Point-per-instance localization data
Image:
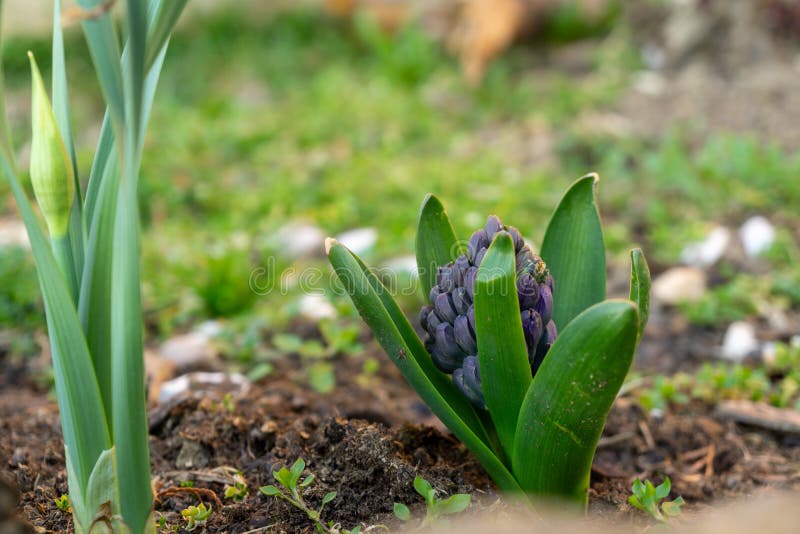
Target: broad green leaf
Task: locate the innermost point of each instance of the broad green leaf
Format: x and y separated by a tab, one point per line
574	252
80	406
6	147
453	504
384	318
103	43
442	382
77	229
436	241
502	352
566	407
130	428
640	287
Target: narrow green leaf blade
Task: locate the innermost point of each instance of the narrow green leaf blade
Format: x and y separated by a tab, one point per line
80	406
502	353
130	428
365	296
574	252
436	241
566	407
640	287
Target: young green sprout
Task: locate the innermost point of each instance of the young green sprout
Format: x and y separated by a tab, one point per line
435	507
522	356
650	499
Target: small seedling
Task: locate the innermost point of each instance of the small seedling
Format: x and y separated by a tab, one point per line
648	498
196	516
238	491
292	492
436	508
63	503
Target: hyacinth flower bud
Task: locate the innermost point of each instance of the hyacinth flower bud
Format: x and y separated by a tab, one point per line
449	319
51	171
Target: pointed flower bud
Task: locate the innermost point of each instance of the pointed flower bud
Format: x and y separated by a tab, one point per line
51	169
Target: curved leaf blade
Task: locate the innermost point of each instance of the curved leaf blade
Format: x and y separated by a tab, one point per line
502	353
640	287
438	392
437	243
566	407
574	252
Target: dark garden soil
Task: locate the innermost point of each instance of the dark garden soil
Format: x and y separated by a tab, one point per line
367	441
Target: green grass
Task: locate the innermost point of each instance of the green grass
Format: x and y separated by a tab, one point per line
297	117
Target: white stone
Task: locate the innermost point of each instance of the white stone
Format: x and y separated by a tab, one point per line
194	349
739	342
202	383
757	235
316	306
359	240
679	284
13	234
300	239
707	252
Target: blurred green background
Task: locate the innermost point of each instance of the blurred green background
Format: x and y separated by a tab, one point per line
271	127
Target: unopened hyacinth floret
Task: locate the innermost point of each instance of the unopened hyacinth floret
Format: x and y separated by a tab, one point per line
449	320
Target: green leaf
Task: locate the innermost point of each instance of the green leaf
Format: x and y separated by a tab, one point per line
402	345
424	488
401	511
453	504
568	401
437	244
296	471
640	287
269	491
662	491
574	252
502	352
80	406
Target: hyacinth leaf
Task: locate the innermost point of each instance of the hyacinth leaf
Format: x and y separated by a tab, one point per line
503	355
640	286
566	407
83	419
574	252
443	384
367	295
437	243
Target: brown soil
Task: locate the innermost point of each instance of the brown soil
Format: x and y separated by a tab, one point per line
367	442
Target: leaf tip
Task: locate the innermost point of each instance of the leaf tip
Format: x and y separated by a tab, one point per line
329	243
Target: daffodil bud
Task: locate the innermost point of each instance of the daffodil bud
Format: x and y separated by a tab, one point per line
51	169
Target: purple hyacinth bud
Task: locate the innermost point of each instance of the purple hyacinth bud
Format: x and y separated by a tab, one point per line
545	303
516	236
493	225
445	278
527	291
479	256
461	300
469	282
524	257
423	316
477	241
448	355
444	307
464	336
433	320
460	269
532	327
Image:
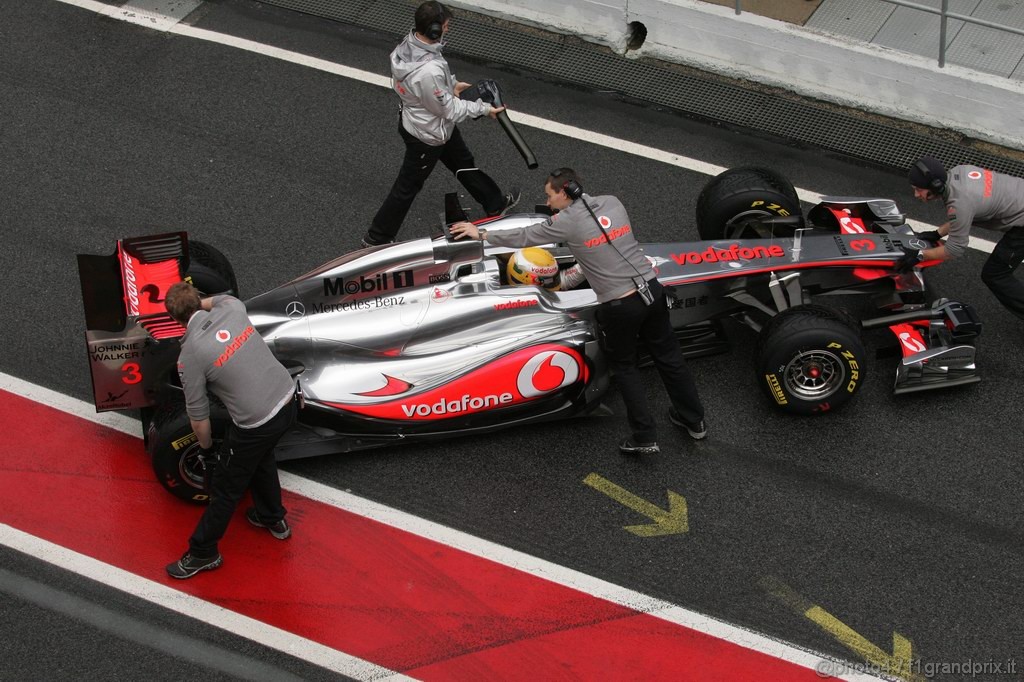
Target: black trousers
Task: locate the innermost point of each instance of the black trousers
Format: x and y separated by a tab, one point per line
998	270
624	323
416	168
246	462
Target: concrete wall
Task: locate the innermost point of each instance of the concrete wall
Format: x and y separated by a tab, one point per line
820	66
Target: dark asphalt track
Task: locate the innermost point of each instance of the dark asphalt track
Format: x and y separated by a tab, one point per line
895	514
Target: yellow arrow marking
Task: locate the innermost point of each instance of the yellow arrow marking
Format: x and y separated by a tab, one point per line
669	522
898	664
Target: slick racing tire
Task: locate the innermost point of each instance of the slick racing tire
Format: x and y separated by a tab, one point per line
731	204
174	451
210	270
810	359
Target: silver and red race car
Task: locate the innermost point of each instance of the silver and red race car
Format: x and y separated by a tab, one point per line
426	338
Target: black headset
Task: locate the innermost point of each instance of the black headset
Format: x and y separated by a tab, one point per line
936	184
571	188
436	28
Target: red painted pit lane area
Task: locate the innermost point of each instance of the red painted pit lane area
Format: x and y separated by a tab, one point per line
352	584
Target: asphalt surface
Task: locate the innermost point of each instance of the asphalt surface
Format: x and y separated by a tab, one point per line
896	514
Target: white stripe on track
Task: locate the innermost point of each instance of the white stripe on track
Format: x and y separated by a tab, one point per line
395	518
547	125
161	595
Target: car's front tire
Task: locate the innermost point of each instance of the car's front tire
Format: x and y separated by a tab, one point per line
732	205
810	359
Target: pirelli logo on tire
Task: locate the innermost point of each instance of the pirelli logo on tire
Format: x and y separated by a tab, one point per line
775	388
184	442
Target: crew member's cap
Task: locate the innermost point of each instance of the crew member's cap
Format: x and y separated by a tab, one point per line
935	172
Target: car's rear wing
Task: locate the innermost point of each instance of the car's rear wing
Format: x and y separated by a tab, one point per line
131	341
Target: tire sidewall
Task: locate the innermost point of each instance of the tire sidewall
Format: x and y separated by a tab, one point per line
173	449
743	192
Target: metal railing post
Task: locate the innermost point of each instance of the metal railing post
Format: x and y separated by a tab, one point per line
942	33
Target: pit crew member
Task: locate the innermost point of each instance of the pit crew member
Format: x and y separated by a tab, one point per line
633	305
430	110
979	197
221	351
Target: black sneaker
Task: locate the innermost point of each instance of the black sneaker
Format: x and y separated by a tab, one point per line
628	446
281	530
511	199
696	431
188	565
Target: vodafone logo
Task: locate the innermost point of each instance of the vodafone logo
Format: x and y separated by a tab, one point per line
519	377
547	372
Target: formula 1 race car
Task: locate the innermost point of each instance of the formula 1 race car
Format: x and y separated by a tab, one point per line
426	338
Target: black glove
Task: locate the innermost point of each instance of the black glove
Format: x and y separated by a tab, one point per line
209	457
910	258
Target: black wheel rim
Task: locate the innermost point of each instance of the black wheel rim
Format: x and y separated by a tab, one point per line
749	225
814	375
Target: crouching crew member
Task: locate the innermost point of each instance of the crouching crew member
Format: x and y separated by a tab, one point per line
222	352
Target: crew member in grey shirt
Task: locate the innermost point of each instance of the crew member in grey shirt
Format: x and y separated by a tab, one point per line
979	197
222	352
602	241
431	108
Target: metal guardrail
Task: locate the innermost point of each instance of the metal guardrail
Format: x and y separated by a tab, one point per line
944	16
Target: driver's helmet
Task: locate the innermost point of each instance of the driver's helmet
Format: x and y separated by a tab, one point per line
534	265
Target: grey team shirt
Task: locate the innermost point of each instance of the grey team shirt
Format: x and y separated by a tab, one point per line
606	270
979	197
426	86
221	351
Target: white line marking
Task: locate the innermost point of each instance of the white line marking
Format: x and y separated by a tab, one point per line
598	139
186	604
402	521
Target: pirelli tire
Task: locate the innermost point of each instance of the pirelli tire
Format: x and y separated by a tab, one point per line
174	452
732	203
210	270
810	359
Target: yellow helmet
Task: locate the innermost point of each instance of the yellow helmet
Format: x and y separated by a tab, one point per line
534	265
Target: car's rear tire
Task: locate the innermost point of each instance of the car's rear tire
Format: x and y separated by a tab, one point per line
174	451
810	359
731	204
210	270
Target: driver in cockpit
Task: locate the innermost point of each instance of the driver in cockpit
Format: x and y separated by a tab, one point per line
535	265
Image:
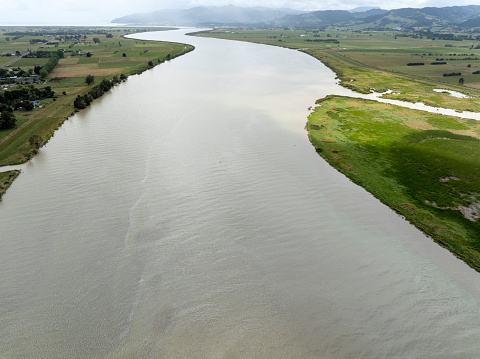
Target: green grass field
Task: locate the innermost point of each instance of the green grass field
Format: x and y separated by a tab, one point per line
424	166
68	77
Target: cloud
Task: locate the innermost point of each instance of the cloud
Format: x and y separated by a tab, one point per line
90	11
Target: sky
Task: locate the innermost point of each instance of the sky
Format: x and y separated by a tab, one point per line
101	12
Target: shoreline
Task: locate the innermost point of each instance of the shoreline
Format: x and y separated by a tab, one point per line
60	111
375	159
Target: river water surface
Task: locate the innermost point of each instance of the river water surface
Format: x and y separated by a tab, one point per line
186	215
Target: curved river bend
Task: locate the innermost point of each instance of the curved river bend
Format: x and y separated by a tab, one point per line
186	215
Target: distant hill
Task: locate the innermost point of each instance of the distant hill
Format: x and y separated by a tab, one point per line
360	18
204	15
453	16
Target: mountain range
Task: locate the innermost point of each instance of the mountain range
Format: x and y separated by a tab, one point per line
459	17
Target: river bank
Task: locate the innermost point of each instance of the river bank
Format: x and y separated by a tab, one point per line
424	166
16	146
419	164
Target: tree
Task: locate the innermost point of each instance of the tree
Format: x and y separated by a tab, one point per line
7	120
90	79
35	141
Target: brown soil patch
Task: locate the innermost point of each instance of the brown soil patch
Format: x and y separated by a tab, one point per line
465	133
354	103
380	106
70	61
419	125
83	71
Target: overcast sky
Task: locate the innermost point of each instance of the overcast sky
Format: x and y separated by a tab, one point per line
90	12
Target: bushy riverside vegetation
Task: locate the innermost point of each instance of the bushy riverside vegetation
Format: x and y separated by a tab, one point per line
424	166
63	59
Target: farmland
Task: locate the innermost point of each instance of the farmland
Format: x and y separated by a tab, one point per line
378	61
103	53
424	166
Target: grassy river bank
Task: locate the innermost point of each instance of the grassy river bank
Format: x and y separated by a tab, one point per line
103	53
424	166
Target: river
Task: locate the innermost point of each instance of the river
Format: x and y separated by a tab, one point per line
186	215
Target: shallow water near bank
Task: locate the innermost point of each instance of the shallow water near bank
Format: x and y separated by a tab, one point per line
185	214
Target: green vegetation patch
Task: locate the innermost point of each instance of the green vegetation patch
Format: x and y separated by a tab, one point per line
424	166
6	179
377	61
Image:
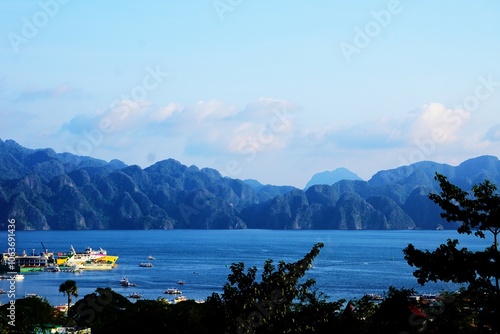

### What is needed
Only the lines from the first line of the data above through the line with "Task: locate the innermost point of each instance of the narrow" should appear in the answer, retyped exactly, with every picture left out.

### Solution to this exercise
Image:
Target: broad green leaf
Task: locate the innermost point of each instance of the broad green leaf
Format: x and y separated by a tab, one point per line
574	252
80	406
6	147
453	504
384	318
103	43
442	382
77	229
436	241
502	352
566	407
130	428
640	287
Target: narrow green leaf blade
Task: locate the innermost point of each instance of the narrow green leaf blade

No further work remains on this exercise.